Provided records: Begin
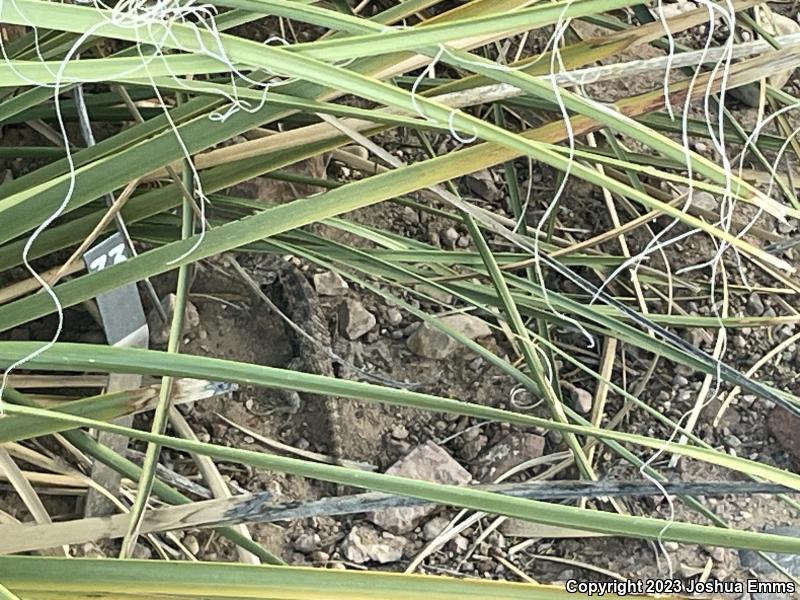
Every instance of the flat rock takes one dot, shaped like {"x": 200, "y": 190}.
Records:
{"x": 427, "y": 462}
{"x": 330, "y": 284}
{"x": 468, "y": 325}
{"x": 509, "y": 452}
{"x": 354, "y": 319}
{"x": 429, "y": 342}
{"x": 159, "y": 330}
{"x": 434, "y": 527}
{"x": 364, "y": 544}
{"x": 704, "y": 201}
{"x": 481, "y": 183}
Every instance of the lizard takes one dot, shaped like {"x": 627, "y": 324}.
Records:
{"x": 285, "y": 287}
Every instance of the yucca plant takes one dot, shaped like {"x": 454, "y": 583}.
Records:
{"x": 190, "y": 102}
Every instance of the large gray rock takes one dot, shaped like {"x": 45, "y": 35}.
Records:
{"x": 427, "y": 462}
{"x": 364, "y": 544}
{"x": 429, "y": 342}
{"x": 355, "y": 320}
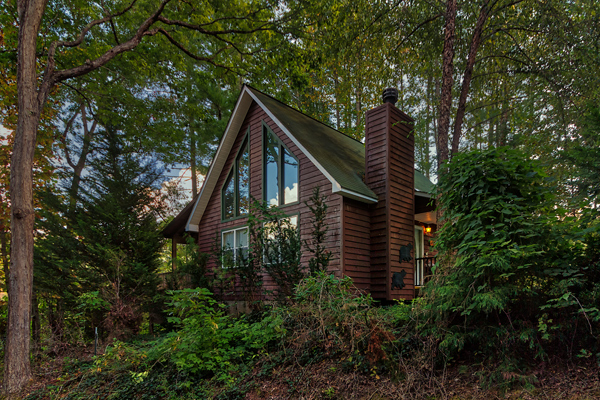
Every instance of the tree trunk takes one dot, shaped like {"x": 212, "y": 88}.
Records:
{"x": 4, "y": 255}
{"x": 468, "y": 75}
{"x": 17, "y": 369}
{"x": 193, "y": 168}
{"x": 88, "y": 133}
{"x": 447, "y": 82}
{"x": 35, "y": 322}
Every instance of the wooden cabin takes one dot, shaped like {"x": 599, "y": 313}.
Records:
{"x": 380, "y": 216}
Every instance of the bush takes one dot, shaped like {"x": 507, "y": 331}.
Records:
{"x": 210, "y": 343}
{"x": 508, "y": 253}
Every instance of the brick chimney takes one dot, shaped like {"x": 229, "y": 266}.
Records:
{"x": 389, "y": 152}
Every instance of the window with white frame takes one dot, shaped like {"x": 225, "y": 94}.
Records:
{"x": 419, "y": 253}
{"x": 280, "y": 171}
{"x": 234, "y": 244}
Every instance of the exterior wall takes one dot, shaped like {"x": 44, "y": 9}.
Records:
{"x": 211, "y": 225}
{"x": 356, "y": 243}
{"x": 390, "y": 174}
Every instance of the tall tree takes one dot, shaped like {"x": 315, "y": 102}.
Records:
{"x": 129, "y": 23}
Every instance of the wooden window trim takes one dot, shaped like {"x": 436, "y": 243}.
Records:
{"x": 266, "y": 130}
{"x": 236, "y": 185}
{"x": 235, "y": 248}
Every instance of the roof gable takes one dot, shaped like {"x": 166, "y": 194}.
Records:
{"x": 338, "y": 157}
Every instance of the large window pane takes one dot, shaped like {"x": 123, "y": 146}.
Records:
{"x": 271, "y": 170}
{"x": 228, "y": 249}
{"x": 229, "y": 198}
{"x": 290, "y": 175}
{"x": 244, "y": 181}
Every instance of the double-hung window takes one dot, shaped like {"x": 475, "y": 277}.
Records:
{"x": 280, "y": 171}
{"x": 235, "y": 195}
{"x": 235, "y": 246}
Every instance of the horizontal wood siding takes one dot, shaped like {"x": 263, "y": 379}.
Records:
{"x": 376, "y": 177}
{"x": 401, "y": 192}
{"x": 211, "y": 225}
{"x": 356, "y": 243}
{"x": 390, "y": 174}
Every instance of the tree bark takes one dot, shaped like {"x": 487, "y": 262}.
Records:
{"x": 17, "y": 370}
{"x": 468, "y": 75}
{"x": 447, "y": 82}
{"x": 4, "y": 255}
{"x": 88, "y": 133}
{"x": 193, "y": 169}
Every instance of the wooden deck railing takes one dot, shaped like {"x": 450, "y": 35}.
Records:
{"x": 423, "y": 270}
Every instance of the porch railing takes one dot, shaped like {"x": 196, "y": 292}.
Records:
{"x": 423, "y": 270}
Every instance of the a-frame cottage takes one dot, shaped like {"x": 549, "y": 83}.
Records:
{"x": 379, "y": 217}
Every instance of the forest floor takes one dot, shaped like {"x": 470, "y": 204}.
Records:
{"x": 56, "y": 378}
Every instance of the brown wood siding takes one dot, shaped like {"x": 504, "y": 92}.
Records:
{"x": 356, "y": 243}
{"x": 402, "y": 196}
{"x": 376, "y": 177}
{"x": 390, "y": 174}
{"x": 211, "y": 225}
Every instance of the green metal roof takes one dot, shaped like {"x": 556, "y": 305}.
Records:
{"x": 340, "y": 155}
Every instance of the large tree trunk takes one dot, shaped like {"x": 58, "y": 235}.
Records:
{"x": 447, "y": 82}
{"x": 17, "y": 370}
{"x": 468, "y": 75}
{"x": 4, "y": 254}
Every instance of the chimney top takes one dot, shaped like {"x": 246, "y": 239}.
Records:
{"x": 390, "y": 95}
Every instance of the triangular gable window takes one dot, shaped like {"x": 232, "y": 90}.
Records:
{"x": 235, "y": 195}
{"x": 280, "y": 171}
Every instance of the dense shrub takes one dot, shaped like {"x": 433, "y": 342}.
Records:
{"x": 209, "y": 342}
{"x": 513, "y": 273}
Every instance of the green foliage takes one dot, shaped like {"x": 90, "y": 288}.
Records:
{"x": 508, "y": 254}
{"x": 320, "y": 255}
{"x": 331, "y": 318}
{"x": 276, "y": 245}
{"x": 209, "y": 342}
{"x": 191, "y": 266}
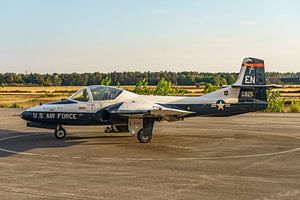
Provided records: End
• **What the task asks**: Copy out, from the listing above, every line that contains the string "siding".

• **Result for this exercise**:
Every instance of the horizontal wood siding takes one dot, shaped like {"x": 263, "y": 379}.
Every instance of the brown wood siding takes one dot, shaped like {"x": 504, "y": 92}.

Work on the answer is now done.